----- PROVIDED RECORDS

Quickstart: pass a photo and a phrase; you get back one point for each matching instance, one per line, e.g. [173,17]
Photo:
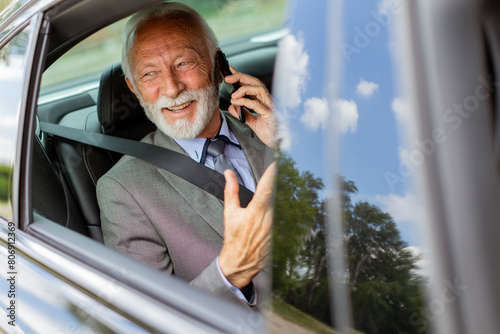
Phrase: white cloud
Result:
[389,7]
[401,111]
[291,71]
[348,115]
[402,208]
[366,88]
[284,136]
[316,113]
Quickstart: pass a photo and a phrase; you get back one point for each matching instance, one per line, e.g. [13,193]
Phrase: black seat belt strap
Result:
[174,162]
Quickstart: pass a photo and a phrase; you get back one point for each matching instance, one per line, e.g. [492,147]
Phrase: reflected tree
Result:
[382,277]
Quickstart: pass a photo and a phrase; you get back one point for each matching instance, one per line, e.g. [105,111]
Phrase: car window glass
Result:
[301,296]
[367,246]
[12,60]
[386,273]
[228,19]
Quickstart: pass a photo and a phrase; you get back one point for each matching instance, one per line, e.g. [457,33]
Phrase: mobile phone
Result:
[231,88]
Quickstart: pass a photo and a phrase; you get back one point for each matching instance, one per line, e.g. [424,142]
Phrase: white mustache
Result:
[186,96]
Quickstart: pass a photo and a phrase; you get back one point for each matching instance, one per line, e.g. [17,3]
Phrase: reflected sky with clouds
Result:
[10,76]
[369,104]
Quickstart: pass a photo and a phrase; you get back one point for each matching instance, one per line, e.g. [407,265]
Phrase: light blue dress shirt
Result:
[194,148]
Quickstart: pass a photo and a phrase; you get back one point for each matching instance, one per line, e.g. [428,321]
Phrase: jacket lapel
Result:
[208,207]
[258,155]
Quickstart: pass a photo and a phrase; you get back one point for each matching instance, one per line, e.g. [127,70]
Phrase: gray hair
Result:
[164,11]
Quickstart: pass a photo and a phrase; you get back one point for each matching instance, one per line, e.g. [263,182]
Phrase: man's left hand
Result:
[263,124]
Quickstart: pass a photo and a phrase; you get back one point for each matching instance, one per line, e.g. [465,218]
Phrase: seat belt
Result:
[178,164]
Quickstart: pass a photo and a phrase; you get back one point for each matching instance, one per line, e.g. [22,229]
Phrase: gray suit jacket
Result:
[162,220]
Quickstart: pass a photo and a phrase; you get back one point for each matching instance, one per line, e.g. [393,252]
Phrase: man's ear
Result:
[132,88]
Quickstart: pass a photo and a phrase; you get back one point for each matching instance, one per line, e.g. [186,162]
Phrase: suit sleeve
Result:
[127,228]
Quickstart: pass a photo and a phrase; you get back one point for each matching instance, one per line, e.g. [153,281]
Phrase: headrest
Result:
[118,108]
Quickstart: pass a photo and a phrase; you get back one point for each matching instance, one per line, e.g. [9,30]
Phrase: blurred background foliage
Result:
[382,275]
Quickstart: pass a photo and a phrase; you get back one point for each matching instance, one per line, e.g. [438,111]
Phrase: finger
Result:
[243,78]
[254,105]
[234,110]
[231,196]
[258,92]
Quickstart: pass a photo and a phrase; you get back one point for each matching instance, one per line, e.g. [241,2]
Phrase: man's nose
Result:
[171,85]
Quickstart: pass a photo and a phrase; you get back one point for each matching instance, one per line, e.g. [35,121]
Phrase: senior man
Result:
[169,60]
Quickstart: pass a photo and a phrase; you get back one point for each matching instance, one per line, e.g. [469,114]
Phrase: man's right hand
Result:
[247,232]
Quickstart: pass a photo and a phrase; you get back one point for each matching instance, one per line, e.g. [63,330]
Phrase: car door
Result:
[58,280]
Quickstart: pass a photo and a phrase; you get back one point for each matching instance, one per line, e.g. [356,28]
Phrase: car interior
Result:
[66,172]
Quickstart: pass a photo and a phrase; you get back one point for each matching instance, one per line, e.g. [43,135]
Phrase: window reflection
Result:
[11,69]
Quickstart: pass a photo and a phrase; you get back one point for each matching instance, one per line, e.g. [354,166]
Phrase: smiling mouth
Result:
[180,107]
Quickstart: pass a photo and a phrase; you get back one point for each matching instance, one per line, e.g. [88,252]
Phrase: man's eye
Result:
[185,65]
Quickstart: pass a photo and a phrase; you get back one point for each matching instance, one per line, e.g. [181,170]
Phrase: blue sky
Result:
[368,100]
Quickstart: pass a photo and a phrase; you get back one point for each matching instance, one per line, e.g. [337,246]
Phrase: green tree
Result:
[384,285]
[296,211]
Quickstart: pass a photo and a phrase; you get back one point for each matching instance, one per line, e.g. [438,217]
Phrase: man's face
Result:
[172,72]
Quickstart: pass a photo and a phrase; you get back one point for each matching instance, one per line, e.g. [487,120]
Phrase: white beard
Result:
[183,129]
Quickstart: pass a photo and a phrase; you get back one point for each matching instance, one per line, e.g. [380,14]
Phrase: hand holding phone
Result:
[231,88]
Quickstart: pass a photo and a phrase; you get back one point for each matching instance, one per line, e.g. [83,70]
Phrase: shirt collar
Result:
[194,147]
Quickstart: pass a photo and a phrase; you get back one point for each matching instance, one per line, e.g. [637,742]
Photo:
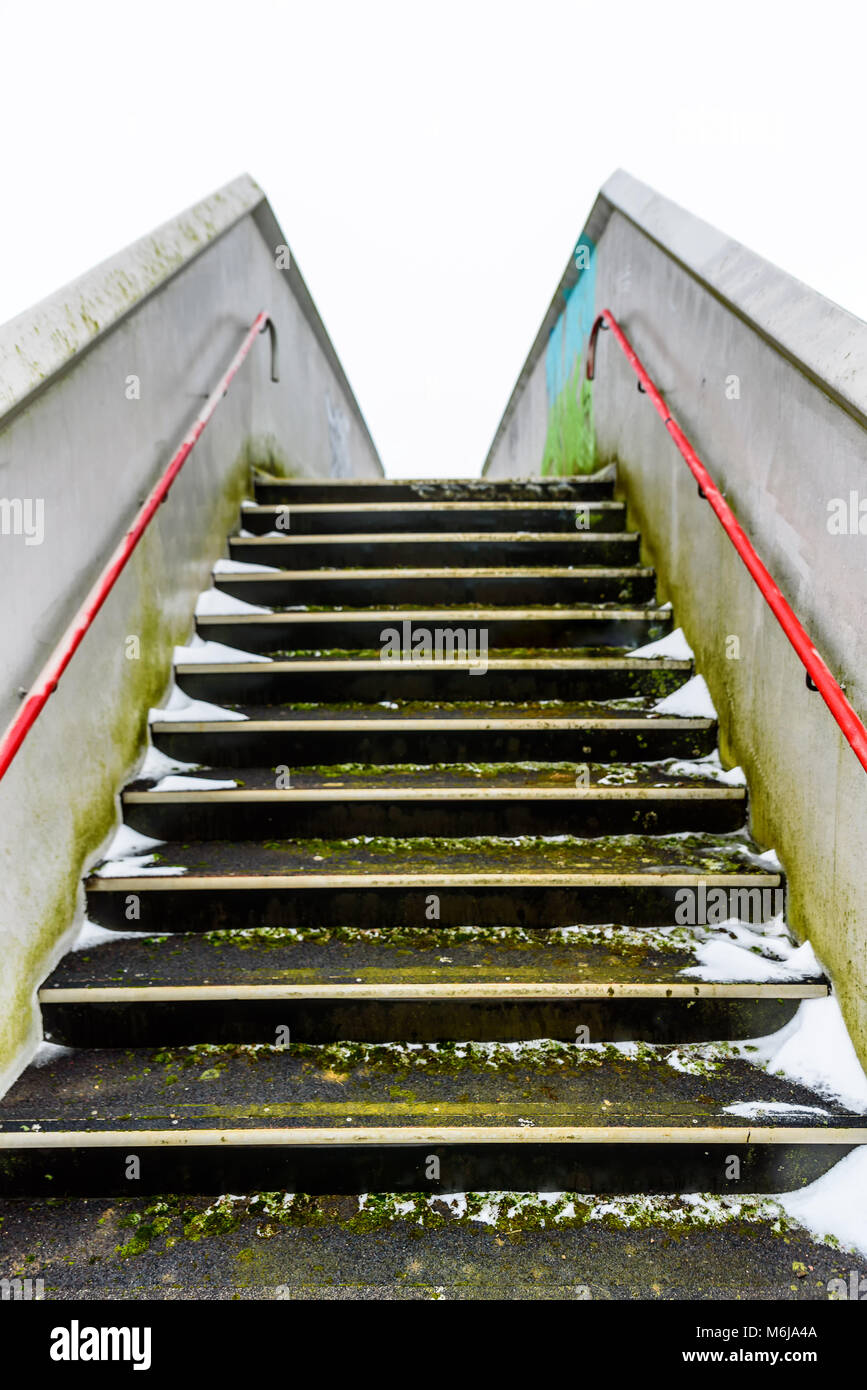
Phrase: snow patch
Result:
[691,701]
[91,937]
[193,784]
[834,1204]
[674,645]
[47,1052]
[814,1048]
[181,709]
[214,602]
[755,1109]
[200,651]
[128,841]
[709,766]
[160,765]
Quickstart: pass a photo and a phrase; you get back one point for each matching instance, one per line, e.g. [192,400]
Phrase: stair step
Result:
[364,628]
[271,491]
[348,519]
[474,548]
[370,1118]
[413,986]
[639,880]
[510,679]
[373,588]
[338,812]
[284,737]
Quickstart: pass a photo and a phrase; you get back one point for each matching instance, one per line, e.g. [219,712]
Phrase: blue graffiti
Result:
[573,327]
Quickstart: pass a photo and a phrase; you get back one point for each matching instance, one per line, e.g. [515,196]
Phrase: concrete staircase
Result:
[373,957]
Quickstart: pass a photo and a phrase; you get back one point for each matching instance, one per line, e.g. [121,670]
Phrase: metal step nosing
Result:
[499,615]
[424,726]
[555,879]
[411,1136]
[432,991]
[416,508]
[428,794]
[585,663]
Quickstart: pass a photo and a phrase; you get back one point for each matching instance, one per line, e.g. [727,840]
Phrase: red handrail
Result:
[819,676]
[46,683]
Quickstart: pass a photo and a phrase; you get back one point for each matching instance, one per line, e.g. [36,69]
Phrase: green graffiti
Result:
[571,445]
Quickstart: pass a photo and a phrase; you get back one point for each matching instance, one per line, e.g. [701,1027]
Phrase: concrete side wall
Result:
[770,382]
[110,375]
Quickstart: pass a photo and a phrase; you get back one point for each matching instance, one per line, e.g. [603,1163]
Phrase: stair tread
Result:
[566,659]
[343,1087]
[413,509]
[443,538]
[552,859]
[485,571]
[635,713]
[577,959]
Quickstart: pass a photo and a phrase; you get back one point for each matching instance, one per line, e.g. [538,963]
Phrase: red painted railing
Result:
[819,676]
[46,683]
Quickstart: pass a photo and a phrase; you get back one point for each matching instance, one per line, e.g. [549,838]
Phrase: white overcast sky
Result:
[432,164]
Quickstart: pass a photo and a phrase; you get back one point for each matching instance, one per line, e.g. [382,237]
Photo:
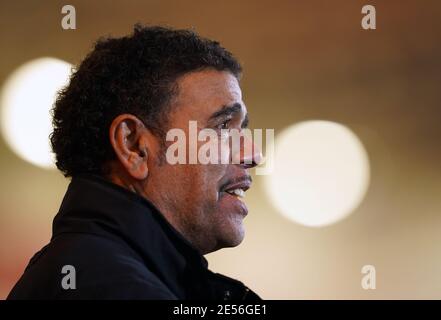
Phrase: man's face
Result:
[197,198]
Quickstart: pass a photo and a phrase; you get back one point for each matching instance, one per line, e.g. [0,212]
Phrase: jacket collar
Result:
[94,205]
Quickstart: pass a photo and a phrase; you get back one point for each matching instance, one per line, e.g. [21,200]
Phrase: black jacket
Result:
[121,248]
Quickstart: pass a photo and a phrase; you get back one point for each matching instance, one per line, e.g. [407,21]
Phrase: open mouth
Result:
[237,187]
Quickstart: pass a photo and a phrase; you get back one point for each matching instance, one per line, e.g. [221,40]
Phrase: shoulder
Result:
[100,268]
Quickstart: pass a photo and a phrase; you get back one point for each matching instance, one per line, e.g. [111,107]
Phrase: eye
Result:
[224,125]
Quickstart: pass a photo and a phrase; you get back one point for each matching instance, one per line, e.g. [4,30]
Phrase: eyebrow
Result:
[228,110]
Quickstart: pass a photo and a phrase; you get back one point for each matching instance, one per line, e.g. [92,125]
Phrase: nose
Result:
[250,153]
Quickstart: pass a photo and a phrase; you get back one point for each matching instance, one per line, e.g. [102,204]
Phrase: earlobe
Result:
[127,137]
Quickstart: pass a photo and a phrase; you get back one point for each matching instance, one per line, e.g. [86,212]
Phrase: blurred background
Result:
[303,61]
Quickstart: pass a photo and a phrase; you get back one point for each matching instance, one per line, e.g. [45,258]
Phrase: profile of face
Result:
[202,201]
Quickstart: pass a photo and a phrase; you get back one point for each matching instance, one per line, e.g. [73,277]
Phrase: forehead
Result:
[202,93]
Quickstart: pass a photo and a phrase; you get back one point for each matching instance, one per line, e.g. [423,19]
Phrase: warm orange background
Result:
[303,60]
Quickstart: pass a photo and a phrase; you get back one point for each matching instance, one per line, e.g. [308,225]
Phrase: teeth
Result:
[237,192]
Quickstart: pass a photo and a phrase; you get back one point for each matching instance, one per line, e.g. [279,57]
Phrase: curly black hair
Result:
[134,74]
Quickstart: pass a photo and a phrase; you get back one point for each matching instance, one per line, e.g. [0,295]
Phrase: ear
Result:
[129,139]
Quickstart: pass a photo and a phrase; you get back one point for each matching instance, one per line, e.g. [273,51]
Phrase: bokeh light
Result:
[26,99]
[321,173]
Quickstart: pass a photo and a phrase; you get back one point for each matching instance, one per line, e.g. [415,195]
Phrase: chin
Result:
[234,236]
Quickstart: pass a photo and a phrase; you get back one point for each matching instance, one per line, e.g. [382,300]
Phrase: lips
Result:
[237,186]
[233,191]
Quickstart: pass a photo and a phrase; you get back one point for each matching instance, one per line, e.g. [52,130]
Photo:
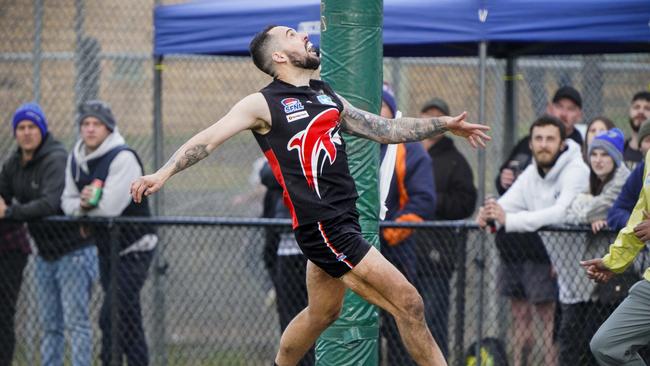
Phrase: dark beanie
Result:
[568,92]
[98,109]
[30,112]
[644,130]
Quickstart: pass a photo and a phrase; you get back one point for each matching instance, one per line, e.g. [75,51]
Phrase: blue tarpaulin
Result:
[420,27]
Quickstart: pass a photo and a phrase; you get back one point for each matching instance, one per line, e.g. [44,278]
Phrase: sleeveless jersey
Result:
[306,152]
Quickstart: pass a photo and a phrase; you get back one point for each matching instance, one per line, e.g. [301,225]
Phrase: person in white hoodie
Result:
[538,198]
[101,158]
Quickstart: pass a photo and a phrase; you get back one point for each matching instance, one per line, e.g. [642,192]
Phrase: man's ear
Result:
[279,57]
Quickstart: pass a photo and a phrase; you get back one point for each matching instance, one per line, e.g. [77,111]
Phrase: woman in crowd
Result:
[582,309]
[596,126]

----------

• [DIRECTIVE] Copy out the records word for word, everything from the line containing "line, e.g. [301,225]" down to the end of the records.

• [RESPONSE TO THE EXERCISE]
Quickstart: pass a photo and a phrase; you get back one point for each matching instance, one per line, e.g. [301,225]
Phrase: person in white hoodie
Result:
[538,198]
[101,158]
Quickstart: pass a photo and a phrase; you get back one point for each matching instance, one per line, e.g. [642,192]
Phrase: man's ear
Result:
[279,57]
Quickstart: pass a photo and a phrase; you get back one point for each matching instance, one per line, e.g. [77,111]
Phrase: woman in crowd
Result:
[582,309]
[596,126]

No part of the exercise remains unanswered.